Text passage.
######

I played drums for 6 years using a shitty $99 PDP pedal and right before I played my first show, my friend sold me some Iron Cobras for $50 and I fucking love them. They're truly fantastic pedals, in my opinion. Pearl Eliminators are also great pedals, as well.

The one advantage I can think of with practicing with a shit pedal and moving up to a nice one is that since you have to work harder with the bad one, you'll typically end up better with the nicer one since it doesn't require as much work. My Cobras feel like heaven compared to the PDPs.


----------



## pulverizer (Dec 5, 2011)

Scar Symmetry said:


> Don't get Iron Cobras dude, go straight for a Pearl Eliminator - a far superior pedal.




I agree +1000

I got one for sale lol

Way more tweakable than other dbl pedals.


----------



## Epyon6 (Jan 13, 2012)

I live and die for axis, I have 2 sets of axis pedals.....yea I said id die for axis.


----------



## Dave_Magos (Jan 14, 2012)

Razzy said:


> I like the Demon drives, though more than a couple touring drummers I've talked to have had issues with the drive linkage actually breaking. The Powershifters have always felt about the same as Iron Cobras to me. If you want some sick ass longboards that'll last forever, look into Trick. The Dominators aren't TOO expensive, and are my personal favorite. Trick Drums Dominator Double Pedal and more Drum Pedals at GuitarCenter.com.




Drive linkage problems isn't isolated to Demon Drives or any one brand of pedal. They all break, especially with the u-joints on the shafts, its only a matter of time. 

For the record, the best way to avoid shaft failure is watch for "angles" with pedal positioning and avoid stress on the joints/shafts.


----------



## iron blast (Jan 14, 2012)

If you break the linkage on the trick pedals it would be solely from carelessness and purposed abuse. They are built like a tank.


----------



## Dave_Magos (Jan 15, 2012)

Razzy said:


> Not that I know of. The only thing I can think of that's related would be triggers, but I don't personally think they're cheating either.

######

Goals.
[1] Using the drum pedal forum thread, decide whether each statement agrees with it: (a) the first poster paid $50 for the Iron Cobras; (b) Dave_Magos says drive linkage problems happen only with Demon Drives; (c) iron blast describes the Trick pedals as fragile. Answer yes or no for each, quoting the deciding words.
[2] Please extract, word for word, the stretch of the drum pedal forum thread that begins at the words "## Dave_Magos (Jan 14, 2012)" and stops after "matter of time.".

[Region annotation entries]
######

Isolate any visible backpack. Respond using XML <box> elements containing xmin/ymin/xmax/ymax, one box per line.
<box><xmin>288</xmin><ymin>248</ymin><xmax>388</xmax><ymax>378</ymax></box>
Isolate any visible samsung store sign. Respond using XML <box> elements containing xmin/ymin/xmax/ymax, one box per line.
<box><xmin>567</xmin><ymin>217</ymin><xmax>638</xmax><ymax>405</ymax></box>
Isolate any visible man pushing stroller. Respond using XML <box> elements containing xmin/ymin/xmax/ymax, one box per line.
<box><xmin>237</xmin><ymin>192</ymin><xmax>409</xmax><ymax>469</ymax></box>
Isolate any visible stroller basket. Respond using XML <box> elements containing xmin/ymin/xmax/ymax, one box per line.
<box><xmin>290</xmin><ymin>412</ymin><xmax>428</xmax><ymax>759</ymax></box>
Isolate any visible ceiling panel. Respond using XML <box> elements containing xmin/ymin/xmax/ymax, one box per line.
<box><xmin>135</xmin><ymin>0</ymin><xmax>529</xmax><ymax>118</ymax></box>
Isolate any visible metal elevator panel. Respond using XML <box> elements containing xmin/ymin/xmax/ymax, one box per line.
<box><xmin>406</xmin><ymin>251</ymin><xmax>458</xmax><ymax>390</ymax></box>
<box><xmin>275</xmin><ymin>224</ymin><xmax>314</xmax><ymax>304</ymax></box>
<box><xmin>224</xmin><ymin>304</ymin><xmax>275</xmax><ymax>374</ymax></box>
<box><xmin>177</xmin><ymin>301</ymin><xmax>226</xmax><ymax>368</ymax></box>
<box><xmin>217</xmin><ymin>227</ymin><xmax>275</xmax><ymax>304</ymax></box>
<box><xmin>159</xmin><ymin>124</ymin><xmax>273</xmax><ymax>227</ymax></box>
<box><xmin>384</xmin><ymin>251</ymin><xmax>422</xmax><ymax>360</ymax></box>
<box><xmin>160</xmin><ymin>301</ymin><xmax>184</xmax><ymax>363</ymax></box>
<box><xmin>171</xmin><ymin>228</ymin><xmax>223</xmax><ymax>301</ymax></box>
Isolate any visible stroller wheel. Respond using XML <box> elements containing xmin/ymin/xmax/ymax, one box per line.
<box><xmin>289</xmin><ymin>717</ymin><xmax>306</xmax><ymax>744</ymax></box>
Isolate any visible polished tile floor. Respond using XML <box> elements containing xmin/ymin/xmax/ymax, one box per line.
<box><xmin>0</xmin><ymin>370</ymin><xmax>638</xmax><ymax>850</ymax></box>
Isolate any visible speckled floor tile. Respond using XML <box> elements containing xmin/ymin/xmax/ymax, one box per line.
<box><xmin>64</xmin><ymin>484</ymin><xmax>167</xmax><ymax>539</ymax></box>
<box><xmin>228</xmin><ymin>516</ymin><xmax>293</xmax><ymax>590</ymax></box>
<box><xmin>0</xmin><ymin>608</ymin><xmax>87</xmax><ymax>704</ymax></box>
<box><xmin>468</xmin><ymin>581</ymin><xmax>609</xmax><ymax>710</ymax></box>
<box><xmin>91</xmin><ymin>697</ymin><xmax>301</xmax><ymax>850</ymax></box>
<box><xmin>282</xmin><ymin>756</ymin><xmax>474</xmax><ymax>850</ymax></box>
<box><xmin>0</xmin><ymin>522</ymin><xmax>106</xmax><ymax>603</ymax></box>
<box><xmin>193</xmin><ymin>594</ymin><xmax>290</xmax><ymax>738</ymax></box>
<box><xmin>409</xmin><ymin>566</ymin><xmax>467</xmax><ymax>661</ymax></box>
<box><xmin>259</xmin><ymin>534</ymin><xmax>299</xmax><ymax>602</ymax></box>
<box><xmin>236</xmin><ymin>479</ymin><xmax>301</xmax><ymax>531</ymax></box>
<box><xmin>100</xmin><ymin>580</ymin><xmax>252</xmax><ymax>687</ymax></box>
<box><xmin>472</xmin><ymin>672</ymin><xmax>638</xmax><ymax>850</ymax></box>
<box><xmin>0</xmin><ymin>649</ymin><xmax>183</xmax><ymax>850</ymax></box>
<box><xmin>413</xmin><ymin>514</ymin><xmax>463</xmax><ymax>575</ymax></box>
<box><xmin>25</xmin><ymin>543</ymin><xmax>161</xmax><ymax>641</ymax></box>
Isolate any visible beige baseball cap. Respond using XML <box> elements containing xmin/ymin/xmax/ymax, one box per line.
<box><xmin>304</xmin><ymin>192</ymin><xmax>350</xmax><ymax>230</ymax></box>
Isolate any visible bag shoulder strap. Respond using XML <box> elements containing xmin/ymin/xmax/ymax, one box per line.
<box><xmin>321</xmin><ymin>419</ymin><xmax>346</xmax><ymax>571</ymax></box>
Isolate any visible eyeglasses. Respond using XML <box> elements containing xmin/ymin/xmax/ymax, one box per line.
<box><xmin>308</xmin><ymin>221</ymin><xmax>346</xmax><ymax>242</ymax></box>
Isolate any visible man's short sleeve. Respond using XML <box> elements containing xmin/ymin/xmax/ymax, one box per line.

######

Solutions in order.
[1]
(a) Yes: "my friend sold me some Iron Cobras for $50"
(b) No: "Drive linkage problems isn't isolated to Demon Drives or any one brand of pedal."
(c) No: "They are built like a tank."

[2]
## Dave_Magos (Jan 14, 2012)

Razzy said:


> I like the Demon drives, though more than a couple touring drummers I've talked to have had issues with the drive linkage actually breaking. The Powershifters have always felt about the same as Iron Cobras to me. If you want some sick ass longboards that'll last forever, look into Trick. The Dominators aren't TOO expensive, and are my personal favorite. Trick Drums Dominator Double Pedal and more Drum Pedals at GuitarCenter.com.




Drive linkage problems isn't isolated to Demon Drives or any one brand of pedal. They all break, especially with the u-joints on the shafts, its only a matter of time.